>> begin

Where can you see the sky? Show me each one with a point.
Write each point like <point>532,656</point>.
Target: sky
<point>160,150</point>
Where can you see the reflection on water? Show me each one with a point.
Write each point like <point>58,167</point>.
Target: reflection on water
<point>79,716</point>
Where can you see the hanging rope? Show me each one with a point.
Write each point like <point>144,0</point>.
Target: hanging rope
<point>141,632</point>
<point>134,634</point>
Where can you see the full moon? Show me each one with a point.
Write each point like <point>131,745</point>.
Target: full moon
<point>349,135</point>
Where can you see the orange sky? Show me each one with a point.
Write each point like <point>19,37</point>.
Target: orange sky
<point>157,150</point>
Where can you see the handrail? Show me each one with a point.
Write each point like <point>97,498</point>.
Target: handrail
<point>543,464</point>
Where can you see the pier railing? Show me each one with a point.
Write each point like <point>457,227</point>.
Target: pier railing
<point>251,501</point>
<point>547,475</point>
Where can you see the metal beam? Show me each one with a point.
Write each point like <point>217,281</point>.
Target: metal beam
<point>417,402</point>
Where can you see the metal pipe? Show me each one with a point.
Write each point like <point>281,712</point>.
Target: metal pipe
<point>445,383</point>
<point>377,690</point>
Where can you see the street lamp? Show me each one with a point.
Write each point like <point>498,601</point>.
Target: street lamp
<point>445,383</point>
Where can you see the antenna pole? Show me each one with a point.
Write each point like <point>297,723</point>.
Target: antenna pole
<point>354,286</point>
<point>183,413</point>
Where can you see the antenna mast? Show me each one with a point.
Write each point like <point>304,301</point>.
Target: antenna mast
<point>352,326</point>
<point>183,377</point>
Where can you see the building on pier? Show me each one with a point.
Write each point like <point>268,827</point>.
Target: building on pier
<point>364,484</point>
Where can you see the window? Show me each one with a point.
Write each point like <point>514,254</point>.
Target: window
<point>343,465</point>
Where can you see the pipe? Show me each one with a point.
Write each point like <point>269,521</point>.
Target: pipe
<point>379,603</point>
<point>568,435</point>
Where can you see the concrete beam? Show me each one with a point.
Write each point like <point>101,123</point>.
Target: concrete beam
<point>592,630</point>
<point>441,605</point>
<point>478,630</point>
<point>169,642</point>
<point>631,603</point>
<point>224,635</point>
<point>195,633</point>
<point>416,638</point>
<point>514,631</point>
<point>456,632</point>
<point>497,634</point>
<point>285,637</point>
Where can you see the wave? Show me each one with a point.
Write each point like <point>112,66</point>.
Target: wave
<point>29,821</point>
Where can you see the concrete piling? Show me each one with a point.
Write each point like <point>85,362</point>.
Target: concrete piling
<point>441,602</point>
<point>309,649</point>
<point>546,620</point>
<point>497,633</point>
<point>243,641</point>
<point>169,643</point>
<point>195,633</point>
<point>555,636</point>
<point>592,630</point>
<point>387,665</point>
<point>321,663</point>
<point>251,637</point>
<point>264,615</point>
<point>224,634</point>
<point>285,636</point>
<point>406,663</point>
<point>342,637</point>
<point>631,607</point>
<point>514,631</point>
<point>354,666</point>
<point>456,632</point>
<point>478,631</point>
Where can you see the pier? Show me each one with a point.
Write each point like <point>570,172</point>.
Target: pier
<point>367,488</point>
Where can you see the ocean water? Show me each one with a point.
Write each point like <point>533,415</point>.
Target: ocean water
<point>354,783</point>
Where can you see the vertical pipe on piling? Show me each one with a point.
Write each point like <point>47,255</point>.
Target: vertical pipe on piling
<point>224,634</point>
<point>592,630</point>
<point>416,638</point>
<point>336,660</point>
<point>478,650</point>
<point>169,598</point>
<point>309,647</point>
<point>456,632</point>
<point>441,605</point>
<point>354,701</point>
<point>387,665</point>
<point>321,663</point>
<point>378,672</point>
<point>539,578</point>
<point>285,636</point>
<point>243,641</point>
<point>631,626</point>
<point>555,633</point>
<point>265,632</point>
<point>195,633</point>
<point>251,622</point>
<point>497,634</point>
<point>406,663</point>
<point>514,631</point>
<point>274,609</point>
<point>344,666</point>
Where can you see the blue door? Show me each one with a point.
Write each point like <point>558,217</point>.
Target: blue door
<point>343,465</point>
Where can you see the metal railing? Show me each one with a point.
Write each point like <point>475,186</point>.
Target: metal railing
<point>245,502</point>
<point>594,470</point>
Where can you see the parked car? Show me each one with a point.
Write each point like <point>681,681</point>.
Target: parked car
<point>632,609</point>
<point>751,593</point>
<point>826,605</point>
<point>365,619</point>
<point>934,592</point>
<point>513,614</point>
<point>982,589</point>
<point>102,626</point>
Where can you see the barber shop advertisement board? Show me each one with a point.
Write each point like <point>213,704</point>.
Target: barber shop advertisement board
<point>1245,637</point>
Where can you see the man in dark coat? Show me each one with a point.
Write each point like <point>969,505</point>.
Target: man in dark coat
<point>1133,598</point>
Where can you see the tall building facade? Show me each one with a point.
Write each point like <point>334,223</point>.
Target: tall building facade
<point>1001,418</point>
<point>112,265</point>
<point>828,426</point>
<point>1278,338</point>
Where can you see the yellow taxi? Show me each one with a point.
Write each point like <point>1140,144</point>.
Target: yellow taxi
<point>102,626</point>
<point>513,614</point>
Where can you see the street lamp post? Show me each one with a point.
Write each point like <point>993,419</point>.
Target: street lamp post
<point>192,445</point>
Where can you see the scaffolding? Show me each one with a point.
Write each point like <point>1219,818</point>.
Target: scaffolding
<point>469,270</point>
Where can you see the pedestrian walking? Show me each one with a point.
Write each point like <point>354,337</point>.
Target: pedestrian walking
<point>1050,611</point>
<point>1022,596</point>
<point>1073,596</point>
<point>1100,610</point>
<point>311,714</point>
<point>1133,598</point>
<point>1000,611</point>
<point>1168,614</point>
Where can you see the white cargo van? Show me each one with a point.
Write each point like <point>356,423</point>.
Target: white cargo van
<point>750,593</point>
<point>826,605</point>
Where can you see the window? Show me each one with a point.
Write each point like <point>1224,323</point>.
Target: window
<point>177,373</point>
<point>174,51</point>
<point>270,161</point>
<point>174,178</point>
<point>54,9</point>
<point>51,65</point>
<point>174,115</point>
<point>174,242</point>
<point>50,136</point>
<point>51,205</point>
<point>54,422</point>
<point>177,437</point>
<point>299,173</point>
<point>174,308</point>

>> end

**JOB**: Copy every item above word for word, keeping each line unchanged and in the same order.

**TASK RESPONSE**:
Where can you see the sky? Show me each one with a point.
Write each point like <point>532,656</point>.
Target: sky
<point>160,150</point>
Where can you see the reflection on water? Show me each one with a point.
Write each point like <point>58,167</point>.
Target: reflection on water
<point>79,716</point>
Where can you see the hanging rope? Show me each one with a point.
Write each point like <point>144,0</point>.
Target: hanging rope
<point>141,632</point>
<point>134,634</point>
Where can you see the full moon? Show me each one with a point.
Write each point like <point>131,745</point>.
Target: full moon
<point>349,135</point>
Where can you see the orange sky? Show me each one with a point.
Write each point like <point>19,37</point>.
Target: orange sky
<point>157,150</point>
Where can you see the handrail? Show me each one with a point.
Write each point like <point>97,498</point>.
Target: handrail
<point>543,464</point>
Where can you see the pier railing? Show me each one with a point.
Write each point like <point>457,227</point>.
Target: pier railing
<point>251,501</point>
<point>547,475</point>
Where can you see the metal beam? Show me each one with a point.
Write each point like <point>217,281</point>.
Target: metal beam
<point>417,402</point>
Where can you see the metal pipe? Show me each one with a point.
Write each point like <point>281,712</point>.
Target: metal pipe
<point>445,383</point>
<point>377,690</point>
Where can you see the street lamp? Show me each one with a point.
Write each point like <point>498,601</point>.
Target: street lamp
<point>445,383</point>
Where can you see the antenna pole? Show me each one with a point.
Write each point like <point>297,723</point>.
Target: antenna pole
<point>354,286</point>
<point>183,413</point>
Where can you see the antenna mast? Show me each one with a point.
Write each point like <point>304,301</point>.
Target: antenna mast
<point>352,326</point>
<point>183,377</point>
Where can you see the building on pier? Show me each one with a point.
Write each point like <point>268,827</point>.
Target: building on pier
<point>364,484</point>
Where can you see the window? Show me each one with a point.
Write each point like <point>514,254</point>.
Target: window
<point>343,465</point>
Where can you see the pipe? Show me each one with a point.
Write each point like <point>269,521</point>.
Target: pipe
<point>379,603</point>
<point>568,435</point>
Where can you see the concrete beam? Show me each one with a point.
Write each point like <point>101,123</point>.
Target: concrete beam
<point>592,630</point>
<point>441,605</point>
<point>478,630</point>
<point>169,642</point>
<point>631,603</point>
<point>224,635</point>
<point>195,633</point>
<point>416,638</point>
<point>514,631</point>
<point>456,632</point>
<point>497,634</point>
<point>285,637</point>
Where can you see the wave? Show me each one with a point.
Write each point like <point>112,66</point>.
Target: wave
<point>29,821</point>
Where can you see the concrete piling? Show me each one with a point.
Write each point like <point>85,362</point>.
Target: concrete piling
<point>441,602</point>
<point>309,649</point>
<point>546,620</point>
<point>497,633</point>
<point>243,641</point>
<point>169,643</point>
<point>195,633</point>
<point>555,636</point>
<point>592,630</point>
<point>387,665</point>
<point>321,663</point>
<point>251,637</point>
<point>264,615</point>
<point>224,634</point>
<point>285,636</point>
<point>406,663</point>
<point>342,637</point>
<point>631,607</point>
<point>514,631</point>
<point>354,666</point>
<point>456,632</point>
<point>478,631</point>
Where can you see the pier? Show me each one with a point.
Write each point like <point>570,172</point>.
Target: pier
<point>367,488</point>
Where can you see the ocean water? Show me each one with a point.
Write each point like <point>533,415</point>.
Target: ocean water
<point>354,783</point>
Where can you see the vertical pipe on piling? Show me each one with a point.
Write each point like <point>47,255</point>.
Target: vertical pipe on piling
<point>224,634</point>
<point>592,630</point>
<point>416,638</point>
<point>336,660</point>
<point>478,650</point>
<point>169,598</point>
<point>309,647</point>
<point>456,632</point>
<point>441,605</point>
<point>354,701</point>
<point>387,665</point>
<point>321,663</point>
<point>378,672</point>
<point>539,578</point>
<point>285,636</point>
<point>243,641</point>
<point>631,626</point>
<point>555,633</point>
<point>265,632</point>
<point>195,633</point>
<point>251,622</point>
<point>497,634</point>
<point>406,663</point>
<point>514,631</point>
<point>274,609</point>
<point>344,666</point>
Where can you see the blue door? Show me each one with a point.
Write each point like <point>558,217</point>.
Target: blue door
<point>343,465</point>
Where can you see the metal railing? Show me each one with a point.
Write each point like <point>475,186</point>.
Target: metal railing
<point>245,502</point>
<point>594,470</point>
Where can you see the parked car? Show me each one with a point.
Write each point like <point>681,681</point>.
Target: parked car
<point>632,609</point>
<point>751,593</point>
<point>826,605</point>
<point>365,619</point>
<point>934,592</point>
<point>513,614</point>
<point>982,589</point>
<point>102,626</point>
Where can you see the barber shop advertisement board? Show me each one with a point.
Write each point like <point>213,704</point>.
Target: barber shop advertisement board
<point>1245,637</point>
Where can you see the man in dark coat? Show me each one with a point.
Write each point like <point>969,505</point>.
Target: man in dark coat
<point>1133,598</point>
Where can you see the tall building facade? Show me each one with a point.
Write each point like <point>334,223</point>.
Target: tall building facade
<point>1001,418</point>
<point>112,265</point>
<point>828,426</point>
<point>1278,338</point>
Where can you see the yellow taxi? Show me each one with a point.
Write each point like <point>1140,144</point>.
Target: yellow taxi
<point>102,626</point>
<point>513,614</point>
Where can you see the street lamp post? Show me each one with a point.
Write each point like <point>993,419</point>.
Target: street lamp post
<point>192,445</point>
Where can you see the scaffolding? Show me each one with a point.
Write each point like <point>1219,818</point>.
Target: scaffolding
<point>469,270</point>
Where can you see the pedestrian walking? Show me each one with a point.
Write each point like <point>354,337</point>.
Target: pedestrian walking
<point>1050,611</point>
<point>1022,596</point>
<point>1073,596</point>
<point>1100,610</point>
<point>311,714</point>
<point>1133,598</point>
<point>1000,611</point>
<point>1168,614</point>
Where can you see the white cargo van? Show me each one with a point.
Write each point like <point>356,423</point>.
Target: white cargo van
<point>750,593</point>
<point>826,605</point>
Where can you see the window? Show me each one with a point.
Write each point like <point>1224,323</point>.
Target: window
<point>177,373</point>
<point>174,51</point>
<point>270,161</point>
<point>174,178</point>
<point>54,9</point>
<point>51,65</point>
<point>174,115</point>
<point>174,242</point>
<point>50,136</point>
<point>51,205</point>
<point>54,422</point>
<point>177,437</point>
<point>299,173</point>
<point>174,308</point>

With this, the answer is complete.